▶ _Brano da leggere_
+ + +
Sopravviverà quella complementare sino al 2043? si domanda il presidente Corbello. Fondi aperti e Pip sì. I negoziali potrebbero trovarsi in difficoltà
di Sergio Corbello

Il 28-30 giugno la società di consulenza Valore riunirà a Chia Laguna i grandi investitori istituzionali e i rappresentanti del mondo del lavoro manageriale per parlare di come si trasformerà il concetto di lavoro nel futuro. In particolare ha chiesto a nove esperti di diversi ambiti di indicare gli scenari del lavoro e come le tecnologie digitali lo influenzeranno. Anticipiamo l’intervento del presidente di Assoprevidenza Sergio Corbello.

Sopravviverà la previdenza complementare sino al 28 aprile 2043? Ho scelto questa scadenza in quanto rappresenterà: il cinquantesimo anniversario del giorno di entrata in vigore del d. lgs. 21 aprile 1993, n. 124, prima disciplina organica della previdenza complementare in Italia; il cinquantesimo anniversario della celebrazione del primo Convegno nazionale organizzato a Roma da Assoprevidenza, in tema di disciplina della previdenza complementare.
Pur partendo dal presuppostoche i lavoratori e i professionisti del futuro si connotino per un’estrema mobilità e variabilità di ruoli giocati sul mercato del lavoro, non necessariamente solo nazionale, sembra ragionevole focalizzare nelle forme individuali di attuale tipologia domestica – fondi aperti e Pip- e, forse a maggior ragione, di nuova tipologia internazionale -Pepp- gli strumenti di raccolta di risparmio previdenziale più duttili e, quindi, in grado di seguire più facilmente quello che appare un accidentato e articolato percorso di attività lavorativa del singolo; i fondi negoziali (vecchi o nuovi che siano) potrebbero trovarsi in difficoltà per una molteplice serie di motivazioni: a) non aver disposto le fonti collettive l’adesione obbligatoria ex contractu, salvo dissenso espresso del singolo, ai fondi stessi, con versamento di contribuzione a carico di datore e lavoratore e conferimento del Tfr (l’iscrizione contrattuale attualmente praticata, con adesione diffusa alla totalità dei prestatori d’opera destinatari del Ccnl, soltanto con il versamento di un contributo datoriale ne appare una versione palliativa, per certi aspetti anche fuorviante e distorsiva), nell’arco di qualche lustro renderá più problematica la continuità delle forme, vuoi per la scarsa propensione all’adesione da parte dei lavoratori più giovani, vuoi per il probabile collasso di alcune delle attuali categorie di lavoratori, le quali dovrebbero essere sostituite da altre oggi non note, anche avuto riguardo alle modalità di svolgimento della prestazione d’opera (subordinata o autonoma); b) lo stesso futuro delle organizzazioni sindacali -ma il problema è analogo per le datoriali- appare incerto, avuto riguardo alla rappresentanza di tipo categoriale. Parimenti appare un’incognita l’atteggiarsi futuro delle relazioni industriali, che dovrebbero trovare nuove modalità di espressione.
+ + +
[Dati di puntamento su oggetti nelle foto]
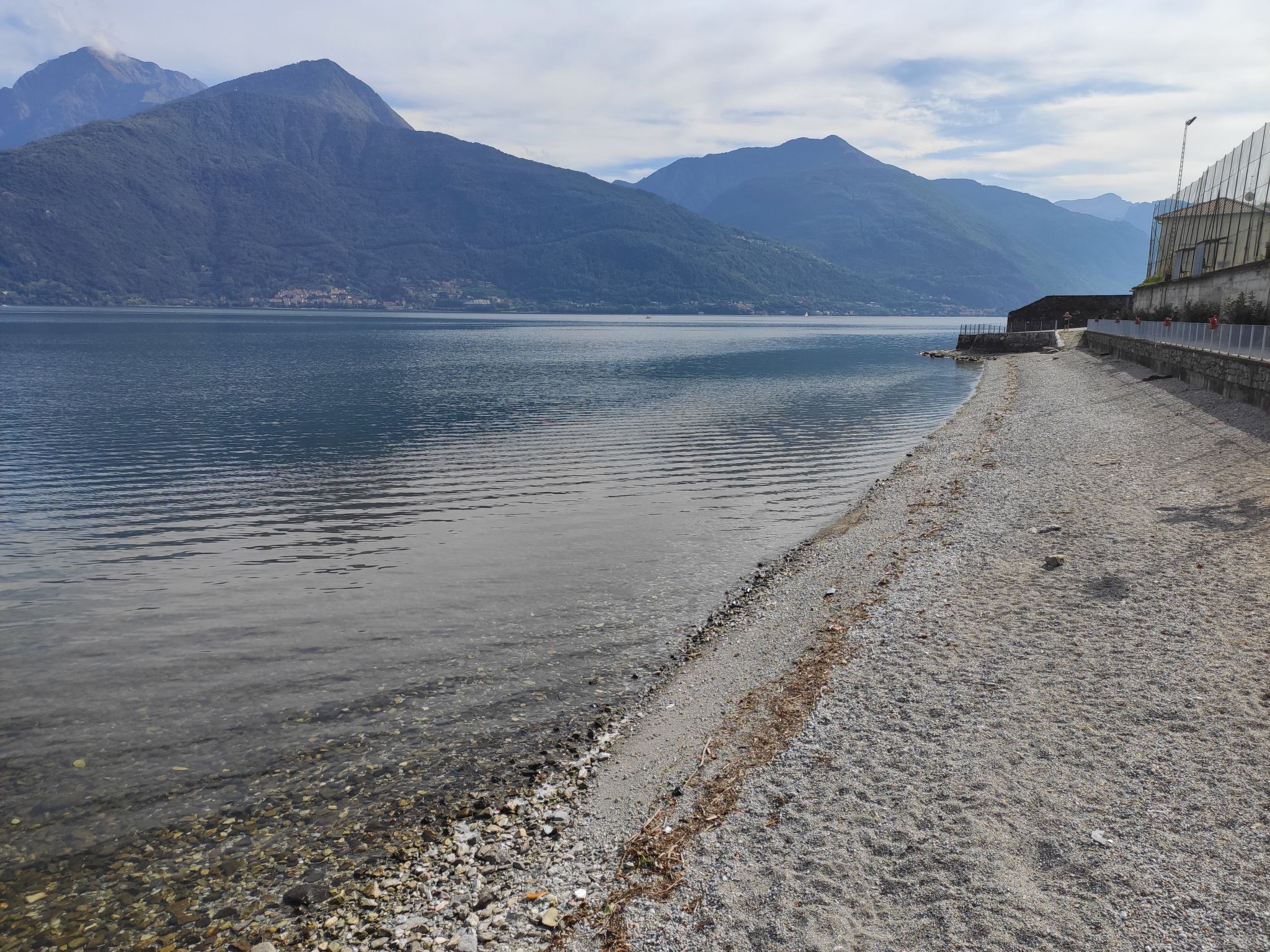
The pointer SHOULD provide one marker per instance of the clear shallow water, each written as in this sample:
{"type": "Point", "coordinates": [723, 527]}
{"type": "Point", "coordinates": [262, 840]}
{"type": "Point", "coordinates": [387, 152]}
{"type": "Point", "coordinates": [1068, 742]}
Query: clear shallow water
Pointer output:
{"type": "Point", "coordinates": [228, 540]}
+ + +
▶ _Esercizi_
**1.** Puoi ripetere dal brano sulla previdenza complementare il passo compreso tra "Il 28-30 giugno" e "della previdenza complementare.", estremi inclusi?
**2.** Quali forme di previdenza complementare nomina il brano sulla previdenza complementare?
Questo materiale proviene da un'altra fonte.

▶ _Elenco soluzioni_
**1.**
Il 28-30 giugno la società di consulenza Valore riunirà a Chia Laguna i grandi investitori istituzionali e i rappresentanti del mondo del lavoro manageriale per parlare di come si trasformerà il concetto di lavoro nel futuro. In particolare ha chiesto a nove esperti di diversi ambiti di indicare gli scenari del lavoro e come le tecnologie digitali lo influenzeranno. Anticipiamo l’intervento del presidente di Assoprevidenza Sergio Corbello.

Sopravviverà la previdenza complementare sino al 28 aprile 2043? Ho scelto questa scadenza in quanto rappresenterà: il cinquantesimo anniversario del giorno di entrata in vigore del d. lgs. 21 aprile 1993, n. 124, prima disciplina organica della previdenza complementare in Italia; il cinquantesimo anniversario della celebrazione del primo Convegno nazionale organizzato a Roma da Assoprevidenza, in tema di disciplina della previdenza complementare.

**2.**
- fondi aperti
- Pip
- Pepp
- fondi negoziali